*** Begin section ***

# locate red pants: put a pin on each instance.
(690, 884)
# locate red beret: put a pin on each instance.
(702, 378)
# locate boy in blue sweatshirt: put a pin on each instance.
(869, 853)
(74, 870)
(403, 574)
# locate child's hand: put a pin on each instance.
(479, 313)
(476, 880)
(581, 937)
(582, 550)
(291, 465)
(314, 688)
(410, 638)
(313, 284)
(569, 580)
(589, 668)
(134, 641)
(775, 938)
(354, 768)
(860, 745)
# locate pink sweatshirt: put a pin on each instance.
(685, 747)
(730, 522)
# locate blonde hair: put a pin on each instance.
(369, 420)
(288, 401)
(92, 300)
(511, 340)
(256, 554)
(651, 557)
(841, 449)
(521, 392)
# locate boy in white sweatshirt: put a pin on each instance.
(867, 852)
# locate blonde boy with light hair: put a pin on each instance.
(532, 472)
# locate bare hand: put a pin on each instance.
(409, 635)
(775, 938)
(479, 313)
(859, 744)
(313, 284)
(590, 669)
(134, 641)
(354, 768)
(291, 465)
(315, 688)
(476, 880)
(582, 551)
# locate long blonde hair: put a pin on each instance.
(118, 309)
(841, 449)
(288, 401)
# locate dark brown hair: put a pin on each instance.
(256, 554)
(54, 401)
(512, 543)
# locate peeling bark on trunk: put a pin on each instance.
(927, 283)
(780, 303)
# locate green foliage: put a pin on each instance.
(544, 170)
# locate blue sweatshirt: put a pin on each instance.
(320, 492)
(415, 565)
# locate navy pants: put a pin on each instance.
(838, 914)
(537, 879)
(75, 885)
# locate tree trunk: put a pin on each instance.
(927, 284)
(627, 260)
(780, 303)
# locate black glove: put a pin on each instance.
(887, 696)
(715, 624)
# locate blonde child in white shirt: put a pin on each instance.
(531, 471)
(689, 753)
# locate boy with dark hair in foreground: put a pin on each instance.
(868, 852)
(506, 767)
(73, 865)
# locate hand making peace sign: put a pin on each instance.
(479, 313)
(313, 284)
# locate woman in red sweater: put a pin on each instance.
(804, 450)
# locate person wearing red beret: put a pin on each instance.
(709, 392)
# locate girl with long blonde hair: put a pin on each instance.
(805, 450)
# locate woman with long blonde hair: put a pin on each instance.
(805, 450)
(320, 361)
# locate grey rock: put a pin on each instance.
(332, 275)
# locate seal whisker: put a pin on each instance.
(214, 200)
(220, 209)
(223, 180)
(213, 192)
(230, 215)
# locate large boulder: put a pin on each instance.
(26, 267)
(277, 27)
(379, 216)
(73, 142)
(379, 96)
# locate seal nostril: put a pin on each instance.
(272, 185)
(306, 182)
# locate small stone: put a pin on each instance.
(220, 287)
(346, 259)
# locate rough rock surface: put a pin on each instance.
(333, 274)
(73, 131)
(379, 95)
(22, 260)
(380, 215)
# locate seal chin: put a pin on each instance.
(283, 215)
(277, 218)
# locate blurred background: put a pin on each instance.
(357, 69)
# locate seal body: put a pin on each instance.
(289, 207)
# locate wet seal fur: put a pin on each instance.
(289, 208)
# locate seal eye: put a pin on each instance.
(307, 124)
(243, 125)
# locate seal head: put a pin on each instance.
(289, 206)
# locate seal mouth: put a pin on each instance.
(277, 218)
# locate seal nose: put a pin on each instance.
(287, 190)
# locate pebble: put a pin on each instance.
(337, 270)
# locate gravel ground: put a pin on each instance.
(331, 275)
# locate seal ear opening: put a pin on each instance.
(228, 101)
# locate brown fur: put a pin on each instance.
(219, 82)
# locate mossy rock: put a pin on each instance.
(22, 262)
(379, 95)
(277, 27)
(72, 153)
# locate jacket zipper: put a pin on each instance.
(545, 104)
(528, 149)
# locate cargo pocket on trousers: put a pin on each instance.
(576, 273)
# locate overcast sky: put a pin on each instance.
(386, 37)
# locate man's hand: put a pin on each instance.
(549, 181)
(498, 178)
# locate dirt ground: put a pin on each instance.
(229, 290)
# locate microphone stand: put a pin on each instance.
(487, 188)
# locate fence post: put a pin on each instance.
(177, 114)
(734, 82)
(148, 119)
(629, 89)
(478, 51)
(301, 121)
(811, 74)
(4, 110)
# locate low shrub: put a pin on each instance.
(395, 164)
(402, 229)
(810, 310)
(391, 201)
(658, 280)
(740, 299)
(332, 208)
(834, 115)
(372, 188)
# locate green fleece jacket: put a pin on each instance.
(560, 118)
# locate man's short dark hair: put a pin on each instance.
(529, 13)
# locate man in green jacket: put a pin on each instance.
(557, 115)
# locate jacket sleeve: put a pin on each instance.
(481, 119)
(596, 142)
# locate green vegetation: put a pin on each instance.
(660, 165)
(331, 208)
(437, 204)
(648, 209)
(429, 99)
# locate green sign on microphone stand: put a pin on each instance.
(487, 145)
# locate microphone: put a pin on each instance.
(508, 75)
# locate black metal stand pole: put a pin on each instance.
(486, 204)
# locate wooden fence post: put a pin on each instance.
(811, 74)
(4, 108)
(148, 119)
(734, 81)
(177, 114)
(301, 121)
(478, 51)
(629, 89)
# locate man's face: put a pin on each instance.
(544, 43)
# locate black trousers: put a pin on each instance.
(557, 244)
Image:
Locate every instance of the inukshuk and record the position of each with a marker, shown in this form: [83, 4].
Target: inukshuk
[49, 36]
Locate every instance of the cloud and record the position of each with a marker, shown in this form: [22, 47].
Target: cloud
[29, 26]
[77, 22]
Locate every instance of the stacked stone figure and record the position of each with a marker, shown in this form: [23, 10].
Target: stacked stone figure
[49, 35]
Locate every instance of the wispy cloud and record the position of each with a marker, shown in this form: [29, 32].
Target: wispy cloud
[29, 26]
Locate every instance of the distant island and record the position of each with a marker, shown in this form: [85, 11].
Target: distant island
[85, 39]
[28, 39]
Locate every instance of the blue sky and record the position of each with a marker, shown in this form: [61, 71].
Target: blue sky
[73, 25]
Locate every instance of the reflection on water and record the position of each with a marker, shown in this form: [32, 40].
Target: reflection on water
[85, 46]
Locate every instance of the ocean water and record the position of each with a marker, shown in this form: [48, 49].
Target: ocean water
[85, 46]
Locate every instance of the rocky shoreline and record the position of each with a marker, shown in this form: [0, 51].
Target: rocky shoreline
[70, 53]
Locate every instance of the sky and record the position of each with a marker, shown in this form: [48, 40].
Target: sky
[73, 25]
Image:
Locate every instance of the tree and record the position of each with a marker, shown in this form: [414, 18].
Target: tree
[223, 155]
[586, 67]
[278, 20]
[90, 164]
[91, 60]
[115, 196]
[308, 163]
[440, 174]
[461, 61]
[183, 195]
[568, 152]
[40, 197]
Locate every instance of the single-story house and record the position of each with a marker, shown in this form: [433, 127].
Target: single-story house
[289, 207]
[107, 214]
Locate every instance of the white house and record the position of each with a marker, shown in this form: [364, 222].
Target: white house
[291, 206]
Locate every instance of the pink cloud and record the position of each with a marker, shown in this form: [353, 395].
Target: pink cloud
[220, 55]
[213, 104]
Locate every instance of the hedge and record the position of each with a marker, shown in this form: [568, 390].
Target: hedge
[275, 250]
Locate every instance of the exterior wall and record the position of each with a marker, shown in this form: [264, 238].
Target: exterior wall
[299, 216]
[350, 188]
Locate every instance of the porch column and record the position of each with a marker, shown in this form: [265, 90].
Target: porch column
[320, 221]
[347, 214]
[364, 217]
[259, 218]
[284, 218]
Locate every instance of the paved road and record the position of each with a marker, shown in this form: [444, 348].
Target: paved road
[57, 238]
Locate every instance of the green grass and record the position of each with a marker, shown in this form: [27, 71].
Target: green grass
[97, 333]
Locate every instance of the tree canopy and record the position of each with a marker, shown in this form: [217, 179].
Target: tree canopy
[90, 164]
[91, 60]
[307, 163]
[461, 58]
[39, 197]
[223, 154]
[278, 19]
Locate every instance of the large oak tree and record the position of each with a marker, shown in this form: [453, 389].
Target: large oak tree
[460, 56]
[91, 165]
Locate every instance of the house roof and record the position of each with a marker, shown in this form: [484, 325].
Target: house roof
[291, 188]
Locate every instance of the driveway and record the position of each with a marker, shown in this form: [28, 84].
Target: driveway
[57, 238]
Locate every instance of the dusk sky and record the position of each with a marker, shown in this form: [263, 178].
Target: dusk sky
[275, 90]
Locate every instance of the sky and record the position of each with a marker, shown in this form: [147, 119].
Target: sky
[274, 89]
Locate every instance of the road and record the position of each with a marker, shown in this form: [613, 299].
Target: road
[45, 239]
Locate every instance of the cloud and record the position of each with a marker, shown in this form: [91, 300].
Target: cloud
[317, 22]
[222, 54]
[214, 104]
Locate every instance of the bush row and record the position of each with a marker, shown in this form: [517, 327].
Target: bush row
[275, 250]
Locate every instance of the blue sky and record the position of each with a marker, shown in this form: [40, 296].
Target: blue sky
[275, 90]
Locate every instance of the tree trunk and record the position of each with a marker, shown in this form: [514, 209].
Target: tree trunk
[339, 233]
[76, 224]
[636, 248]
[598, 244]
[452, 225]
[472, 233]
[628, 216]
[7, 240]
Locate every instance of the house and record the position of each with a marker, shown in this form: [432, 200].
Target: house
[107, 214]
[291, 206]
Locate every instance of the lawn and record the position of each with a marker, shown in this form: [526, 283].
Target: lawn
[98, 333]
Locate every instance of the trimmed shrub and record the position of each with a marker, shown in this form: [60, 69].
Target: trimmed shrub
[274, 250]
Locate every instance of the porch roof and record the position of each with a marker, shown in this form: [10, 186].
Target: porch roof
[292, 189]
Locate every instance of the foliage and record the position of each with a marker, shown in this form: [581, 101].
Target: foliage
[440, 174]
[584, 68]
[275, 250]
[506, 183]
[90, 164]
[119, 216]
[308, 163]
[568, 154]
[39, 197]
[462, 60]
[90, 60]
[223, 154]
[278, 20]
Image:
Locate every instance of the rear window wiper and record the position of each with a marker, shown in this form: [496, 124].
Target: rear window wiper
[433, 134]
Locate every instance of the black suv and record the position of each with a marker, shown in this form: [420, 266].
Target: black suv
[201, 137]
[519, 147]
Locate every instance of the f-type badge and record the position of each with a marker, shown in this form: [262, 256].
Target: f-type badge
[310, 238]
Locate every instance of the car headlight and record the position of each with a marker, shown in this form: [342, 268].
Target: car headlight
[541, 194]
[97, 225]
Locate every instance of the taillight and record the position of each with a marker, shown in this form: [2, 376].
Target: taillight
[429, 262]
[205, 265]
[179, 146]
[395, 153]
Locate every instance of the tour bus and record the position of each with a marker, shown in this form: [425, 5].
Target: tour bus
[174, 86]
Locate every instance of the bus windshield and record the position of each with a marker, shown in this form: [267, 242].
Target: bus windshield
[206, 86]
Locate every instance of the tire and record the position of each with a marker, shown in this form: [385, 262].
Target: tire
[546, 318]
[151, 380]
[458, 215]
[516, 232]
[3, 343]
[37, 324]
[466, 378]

*** End section ***

→ **Try it**:
Nothing but the lines above from the one containing "Locate every instance of the large" through the one containing "Locate every instance of the bush" should appear in the answer, each repeated exactly.

→ **Answer to this exercise**:
Locate every instance of the large oak tree and record the position of each with a marker, shown in this form: [453, 389].
Target: large oak tree
[460, 56]
[91, 165]
Locate every instance of the house roof and record the position of each with a marker, shown in this form: [484, 325].
Target: house roof
[291, 188]
Locate every instance of the driveway and record the position of each with a marker, shown in this form: [28, 84].
Target: driveway
[57, 238]
Locate every instance of the dusk sky and record the position of each with a marker, shown in this form: [263, 178].
Target: dusk sky
[275, 90]
Locate every instance of the sky and record the position of each with a marker, shown in this form: [147, 119].
Target: sky
[274, 89]
Locate every instance of the road and record the position of each with a marker, shown in this form: [613, 299].
Target: road
[45, 239]
Locate every instance of the cloud and record the position of each with a marker, shown in this form: [91, 300].
Target: cloud
[317, 22]
[222, 54]
[214, 104]
Locate every instance of the bush row and record the position of each with a marker, shown in this form: [517, 327].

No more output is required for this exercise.